SHORT PROBLEM 1 ▸
Please answer these questions about the newsgroup post on relational algebra, each on its own line:
(a) Who wrote the post, and on what date?
(b) Since which decade, according to Walter Mitty, has getting programmers to think in terms of "what" rather than "how" been a struggle?
(c) In Banana's view, what are most queries best left to?
SHORT PROBLEM 2 ▸
Pick up the newsgroup post on relational algebra after its last line and carry it on.

Re: Can relational alegbra perform bulk operations?

From: Walter Mitty <wamitty_at_verizon.net>
Date: Wed, 30 Sep 2009 20:20:15 GMT
Message-ID: <34Pwm.3811$tl3.1_at_nwrddc01.gnilink.net>


"Banana" <Banana_at_Republic.com> wrote in message news:4AC3B9AE.4040100_at_Republic.com...
> Walter Mitty wrote:
>> When code jockeys set out to learn SQL, the hardest thing to get them to
>> learn is to refrain from coding in such a way as to gove implicit "hints"
>> to the optimizer in the way they express their queries.
>
> You're preaching to the choir here. I do cringe a little when I see all
> those fancy "hints" which I've never really seen the occasion to use. I'm
> sure it may make sense in a exceptional or specialized case but that's all
> it is. Most queries are best well left enough to the engine.
>
>> Getting programmers to think in terms of "what" rather than "how" has
>> been a continuing struggle since the 1950s.
>
> Fascinating; it shows that more things change, the more they stay same.

DATASET SECTION ▸

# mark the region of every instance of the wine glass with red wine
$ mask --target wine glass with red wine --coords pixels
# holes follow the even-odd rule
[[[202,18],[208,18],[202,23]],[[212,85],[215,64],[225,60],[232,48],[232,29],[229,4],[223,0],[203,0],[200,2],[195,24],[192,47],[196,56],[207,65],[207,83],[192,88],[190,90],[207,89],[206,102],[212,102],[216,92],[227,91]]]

FINAL RESULT 1 ▸
(a) Walter Mitty, on Wednesday, 30 September 2009.
(b) The 1950s.
(c) The engine.

FINAL RESULT 2 ▸
>
>> Matters were made even worse when programmers learned how to manipulate
>> the "rules based optimizer" in Oracle, before the days when it had a cost
>> based optimizer. The "cool" programmers learned how to tell Oracle how
>> to do its job by doing such things as putting a certain table last in the
>> FROM clause. All of this distracted from coming up with a good logical
>> design and clear coherent code. And "hints" were an even deeper descent
>> into "how" rather than "what".
>
> Well, as I agreed with you, one shouldn't really be fiddling with the
> engine, but as I remarked in an earlier post if we were to port a complex
> database project from say, SQL Server to Oracle, and even if we didn't use
> any vendor-specific features, several SQL rewriting may be warranted
> simply because of performance differences due to the differences of how a
> SQL statement is parsed & optimized between two engines.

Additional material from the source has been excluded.